**INSTRUCTIONS TO FOLLOW:**
Reproduce all the data verbatim.

-- SOURCE DATA follows --

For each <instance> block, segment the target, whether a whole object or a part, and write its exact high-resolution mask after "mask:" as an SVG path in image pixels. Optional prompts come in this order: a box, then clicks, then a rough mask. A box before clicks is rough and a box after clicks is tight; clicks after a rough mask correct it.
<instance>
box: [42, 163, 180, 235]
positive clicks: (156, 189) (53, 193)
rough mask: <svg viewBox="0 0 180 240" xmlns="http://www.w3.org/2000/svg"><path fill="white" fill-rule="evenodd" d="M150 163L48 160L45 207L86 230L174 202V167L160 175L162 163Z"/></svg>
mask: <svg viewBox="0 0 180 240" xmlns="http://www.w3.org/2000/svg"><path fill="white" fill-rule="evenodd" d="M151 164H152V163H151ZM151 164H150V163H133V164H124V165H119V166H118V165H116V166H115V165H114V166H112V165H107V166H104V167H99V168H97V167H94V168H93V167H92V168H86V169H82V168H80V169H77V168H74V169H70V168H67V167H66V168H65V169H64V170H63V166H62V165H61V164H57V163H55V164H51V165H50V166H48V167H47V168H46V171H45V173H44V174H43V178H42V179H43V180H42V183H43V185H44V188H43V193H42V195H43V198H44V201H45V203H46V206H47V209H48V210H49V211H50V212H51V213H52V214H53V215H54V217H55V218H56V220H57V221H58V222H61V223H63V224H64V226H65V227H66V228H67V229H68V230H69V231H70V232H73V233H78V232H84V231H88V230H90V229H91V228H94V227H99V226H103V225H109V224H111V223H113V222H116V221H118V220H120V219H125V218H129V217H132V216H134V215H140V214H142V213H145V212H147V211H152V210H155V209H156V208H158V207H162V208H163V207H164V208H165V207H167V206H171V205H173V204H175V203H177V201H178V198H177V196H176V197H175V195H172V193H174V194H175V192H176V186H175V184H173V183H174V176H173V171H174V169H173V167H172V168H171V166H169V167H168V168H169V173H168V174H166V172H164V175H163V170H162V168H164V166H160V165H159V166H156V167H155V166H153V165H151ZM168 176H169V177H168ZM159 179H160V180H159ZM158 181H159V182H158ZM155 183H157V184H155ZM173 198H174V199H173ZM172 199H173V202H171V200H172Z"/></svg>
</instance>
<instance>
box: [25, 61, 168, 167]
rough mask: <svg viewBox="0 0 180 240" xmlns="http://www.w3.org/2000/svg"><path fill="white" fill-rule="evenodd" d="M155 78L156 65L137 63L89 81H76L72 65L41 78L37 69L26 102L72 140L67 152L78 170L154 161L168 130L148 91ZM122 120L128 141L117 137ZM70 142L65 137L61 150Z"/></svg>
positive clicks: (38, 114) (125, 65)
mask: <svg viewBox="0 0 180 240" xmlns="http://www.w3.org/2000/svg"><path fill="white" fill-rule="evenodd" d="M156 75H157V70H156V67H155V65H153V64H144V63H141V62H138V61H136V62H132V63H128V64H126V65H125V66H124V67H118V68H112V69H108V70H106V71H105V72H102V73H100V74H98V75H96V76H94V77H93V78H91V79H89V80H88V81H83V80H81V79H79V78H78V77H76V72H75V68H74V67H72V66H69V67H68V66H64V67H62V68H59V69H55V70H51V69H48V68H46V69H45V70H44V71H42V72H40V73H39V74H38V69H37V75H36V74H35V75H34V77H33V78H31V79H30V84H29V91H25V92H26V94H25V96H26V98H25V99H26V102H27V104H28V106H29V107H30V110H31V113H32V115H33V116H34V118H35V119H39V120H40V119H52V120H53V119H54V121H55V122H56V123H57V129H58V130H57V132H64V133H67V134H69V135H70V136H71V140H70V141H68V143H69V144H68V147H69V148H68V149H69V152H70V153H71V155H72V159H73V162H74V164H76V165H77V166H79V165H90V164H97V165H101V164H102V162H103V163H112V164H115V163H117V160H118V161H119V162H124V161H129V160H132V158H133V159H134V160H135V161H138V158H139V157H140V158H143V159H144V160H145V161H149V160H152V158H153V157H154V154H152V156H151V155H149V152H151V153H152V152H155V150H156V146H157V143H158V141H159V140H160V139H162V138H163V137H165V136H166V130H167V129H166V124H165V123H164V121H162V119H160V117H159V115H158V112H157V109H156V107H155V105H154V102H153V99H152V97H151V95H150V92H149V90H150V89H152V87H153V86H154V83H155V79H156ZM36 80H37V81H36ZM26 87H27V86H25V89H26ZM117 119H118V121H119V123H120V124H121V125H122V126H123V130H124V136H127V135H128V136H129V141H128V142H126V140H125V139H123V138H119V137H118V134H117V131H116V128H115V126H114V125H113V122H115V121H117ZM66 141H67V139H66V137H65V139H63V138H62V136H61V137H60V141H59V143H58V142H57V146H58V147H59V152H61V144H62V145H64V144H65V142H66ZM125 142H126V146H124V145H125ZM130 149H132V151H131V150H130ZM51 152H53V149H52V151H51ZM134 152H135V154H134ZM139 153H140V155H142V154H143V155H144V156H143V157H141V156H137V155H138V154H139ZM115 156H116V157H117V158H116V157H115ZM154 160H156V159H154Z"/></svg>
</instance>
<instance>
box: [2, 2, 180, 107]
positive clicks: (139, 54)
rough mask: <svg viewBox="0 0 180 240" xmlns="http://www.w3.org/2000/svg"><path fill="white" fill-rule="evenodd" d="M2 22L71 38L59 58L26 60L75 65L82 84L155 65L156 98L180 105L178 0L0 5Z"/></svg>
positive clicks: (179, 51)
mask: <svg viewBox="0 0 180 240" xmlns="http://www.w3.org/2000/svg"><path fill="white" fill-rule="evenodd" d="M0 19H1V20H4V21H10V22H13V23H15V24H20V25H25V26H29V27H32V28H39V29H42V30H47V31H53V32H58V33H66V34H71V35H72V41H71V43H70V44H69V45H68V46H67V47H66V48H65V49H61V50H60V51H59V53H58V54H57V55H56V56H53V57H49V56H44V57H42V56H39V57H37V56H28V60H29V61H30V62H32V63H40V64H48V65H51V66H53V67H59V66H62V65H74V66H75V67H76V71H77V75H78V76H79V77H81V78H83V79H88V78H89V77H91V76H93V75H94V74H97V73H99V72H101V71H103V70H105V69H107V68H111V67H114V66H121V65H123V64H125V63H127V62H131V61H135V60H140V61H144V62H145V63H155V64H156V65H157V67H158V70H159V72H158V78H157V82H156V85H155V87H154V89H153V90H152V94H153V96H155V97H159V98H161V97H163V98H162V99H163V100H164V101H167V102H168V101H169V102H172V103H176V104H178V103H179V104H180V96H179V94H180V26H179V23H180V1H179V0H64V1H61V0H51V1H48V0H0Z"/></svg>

-- SOURCE DATA concluded --

**EXERCISE RESPONSE:**
For each <instance> block, segment the target, whether a whole object or a part, and write its exact high-resolution mask after "mask:" as an SVG path in image pixels. Optional prompts come in this order: a box, then clicks, then a rough mask. A box before clicks is rough and a box after clicks is tight; clicks after a rough mask correct it.
<instance>
box: [42, 163, 180, 235]
positive clicks: (156, 189) (53, 193)
rough mask: <svg viewBox="0 0 180 240" xmlns="http://www.w3.org/2000/svg"><path fill="white" fill-rule="evenodd" d="M150 163L48 160L45 207L86 230L174 202V167L160 175L162 163Z"/></svg>
mask: <svg viewBox="0 0 180 240" xmlns="http://www.w3.org/2000/svg"><path fill="white" fill-rule="evenodd" d="M151 164H152V163H151ZM151 164H150V163H133V164H124V165H119V166H118V165H116V166H115V165H114V166H112V165H107V166H104V167H99V168H97V167H94V168H93V167H92V168H86V169H82V168H80V169H77V168H74V169H70V168H67V167H66V168H65V169H64V170H63V166H62V165H61V164H57V163H55V164H51V165H50V166H48V167H47V168H46V171H45V173H44V174H43V178H42V179H43V180H42V183H43V185H44V188H43V193H42V195H43V198H44V201H45V203H46V206H47V209H48V210H49V211H50V212H51V213H52V214H53V215H54V217H55V218H56V220H57V221H58V222H61V223H63V224H64V226H65V227H66V228H67V229H68V230H69V231H70V232H73V233H78V232H84V231H88V230H90V229H91V228H94V227H99V226H103V225H109V224H111V223H113V222H116V221H118V220H120V219H125V218H129V217H132V216H134V215H140V214H142V213H145V212H147V211H152V210H155V209H156V208H158V207H162V208H163V207H164V208H165V207H167V206H171V205H173V204H175V203H177V201H178V198H177V196H176V197H175V195H172V193H174V194H175V192H176V186H175V184H173V183H174V176H173V171H174V169H173V167H172V168H171V166H169V167H168V168H169V173H168V174H166V172H164V175H163V170H162V168H164V166H160V165H159V166H156V167H155V166H153V165H151ZM168 176H169V177H168ZM159 179H160V180H159ZM158 181H159V182H158ZM155 183H157V184H155ZM173 198H174V199H173ZM172 199H173V202H171V200H172Z"/></svg>
</instance>
<instance>
box: [25, 61, 168, 167]
rough mask: <svg viewBox="0 0 180 240" xmlns="http://www.w3.org/2000/svg"><path fill="white" fill-rule="evenodd" d="M155 78L156 65L137 63L89 81H76L72 65L41 78L37 69L26 102L72 140L67 152L78 170L154 161L168 130L148 91ZM122 120L128 141L117 137ZM70 142L65 137L61 150Z"/></svg>
positive clicks: (38, 114) (125, 65)
mask: <svg viewBox="0 0 180 240" xmlns="http://www.w3.org/2000/svg"><path fill="white" fill-rule="evenodd" d="M156 75H157V70H156V67H155V65H153V64H144V63H141V62H138V61H136V62H132V63H128V64H126V65H125V66H124V67H118V68H112V69H108V70H106V71H105V72H102V73H100V74H98V75H96V76H94V77H93V78H91V79H89V80H88V81H83V80H81V79H79V78H78V77H76V72H75V68H74V67H72V66H69V67H68V66H64V67H62V68H59V69H55V70H51V69H48V68H46V69H45V70H44V71H42V72H40V73H39V74H38V69H37V75H36V74H35V75H34V77H33V78H31V79H30V84H29V91H25V92H26V94H25V96H26V98H25V99H26V102H27V104H28V106H29V107H30V110H31V113H32V115H33V116H34V118H35V119H39V120H40V119H52V120H53V119H54V121H55V122H56V123H57V129H58V130H57V132H64V133H67V134H69V135H70V136H71V140H70V141H68V143H69V144H68V147H69V148H68V149H69V152H70V153H71V155H72V159H73V162H74V164H76V165H77V166H79V165H90V164H97V165H101V164H102V162H103V163H112V164H115V163H117V160H118V161H119V162H124V161H129V160H132V158H133V159H134V160H135V161H138V158H139V157H140V158H143V159H144V160H145V161H149V160H152V158H153V157H154V154H152V156H151V155H149V152H151V153H152V152H155V150H156V146H157V143H158V141H159V140H160V139H162V138H163V137H165V136H166V130H167V129H166V124H165V123H164V121H162V119H160V117H159V115H158V112H157V109H156V107H155V105H154V102H153V99H152V97H151V95H150V92H149V90H150V89H152V87H153V86H154V83H155V79H156ZM36 80H37V81H36ZM26 87H27V86H25V89H26ZM117 119H118V121H119V123H120V124H121V125H122V126H123V130H124V136H127V135H128V136H129V141H128V142H126V140H125V139H123V138H119V137H118V134H117V131H116V128H115V126H114V125H113V122H115V121H117ZM66 141H67V139H66V137H65V139H63V138H62V136H61V137H60V141H59V143H58V142H57V146H58V147H59V152H61V144H62V145H64V144H65V142H66ZM125 142H126V146H124V145H125ZM130 149H132V151H131V150H130ZM51 152H53V149H52V151H51ZM134 152H135V154H134ZM139 153H140V155H142V154H143V155H144V156H143V157H141V156H137V155H138V154H139ZM115 156H116V157H117V158H116V157H115ZM154 160H156V159H154Z"/></svg>
</instance>
<instance>
box: [2, 2, 180, 107]
positive clicks: (139, 54)
rough mask: <svg viewBox="0 0 180 240" xmlns="http://www.w3.org/2000/svg"><path fill="white" fill-rule="evenodd" d="M2 22L71 38L59 58L26 60L75 65L82 84L155 65L156 98L180 105L178 0L0 5Z"/></svg>
positive clicks: (179, 51)
mask: <svg viewBox="0 0 180 240" xmlns="http://www.w3.org/2000/svg"><path fill="white" fill-rule="evenodd" d="M0 19H1V20H4V21H10V22H13V23H15V24H20V25H25V26H29V27H32V28H39V29H42V30H47V31H53V32H58V33H66V34H71V35H72V41H71V43H70V44H69V45H68V46H67V47H66V48H65V49H61V50H60V51H59V53H58V54H57V55H56V56H53V57H49V56H44V57H42V56H39V57H37V56H28V60H29V61H30V62H32V63H40V64H48V65H51V66H53V67H59V66H62V65H74V66H75V67H76V71H77V75H78V76H79V77H81V78H83V79H88V78H89V77H91V76H93V75H94V74H97V73H99V72H101V71H103V70H105V69H107V68H111V67H114V66H121V65H123V64H125V63H127V62H131V61H135V60H140V61H144V62H145V63H155V64H156V65H157V67H158V70H159V72H158V78H157V82H156V85H155V87H154V89H153V90H152V94H153V96H155V97H159V98H161V97H163V98H162V99H163V100H164V101H167V102H168V101H169V102H172V103H176V104H178V103H179V104H180V96H179V94H180V26H179V23H180V1H179V0H64V1H61V0H51V1H48V0H0Z"/></svg>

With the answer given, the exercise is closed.